## ACTION ITEM:
Everything from the line containing "Trace the outline of every instance of the **fingers" to the end of the records below should be repeated exactly, with no other lines added.
****************
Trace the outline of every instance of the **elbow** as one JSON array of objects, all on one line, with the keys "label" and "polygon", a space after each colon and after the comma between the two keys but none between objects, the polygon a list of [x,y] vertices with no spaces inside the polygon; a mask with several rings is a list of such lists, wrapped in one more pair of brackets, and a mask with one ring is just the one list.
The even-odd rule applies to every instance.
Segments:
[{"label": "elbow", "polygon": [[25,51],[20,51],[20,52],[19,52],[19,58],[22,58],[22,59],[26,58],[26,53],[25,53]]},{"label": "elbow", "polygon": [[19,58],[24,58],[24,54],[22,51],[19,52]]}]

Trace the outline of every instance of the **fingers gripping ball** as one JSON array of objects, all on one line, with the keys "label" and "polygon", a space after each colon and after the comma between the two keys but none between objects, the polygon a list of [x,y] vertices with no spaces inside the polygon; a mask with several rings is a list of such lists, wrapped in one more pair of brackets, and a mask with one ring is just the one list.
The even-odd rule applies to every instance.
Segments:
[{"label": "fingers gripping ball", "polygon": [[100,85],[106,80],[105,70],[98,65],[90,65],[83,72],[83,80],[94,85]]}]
****************
## ANSWER TO THE PROBLEM:
Trace the outline of every instance of the **fingers gripping ball** as one JSON array of objects, all on one line, with the keys "label" and "polygon", a space after each colon and after the comma between the two keys but none between objects, the polygon a list of [x,y] vertices with no spaces inside the polygon; a mask with several rings is a list of such lists, wrapped in one more pair of brackets, and a mask with one ring is just the one list.
The even-odd rule applies to every instance.
Segments:
[{"label": "fingers gripping ball", "polygon": [[100,85],[106,80],[105,70],[98,65],[90,65],[83,72],[83,80],[94,85]]}]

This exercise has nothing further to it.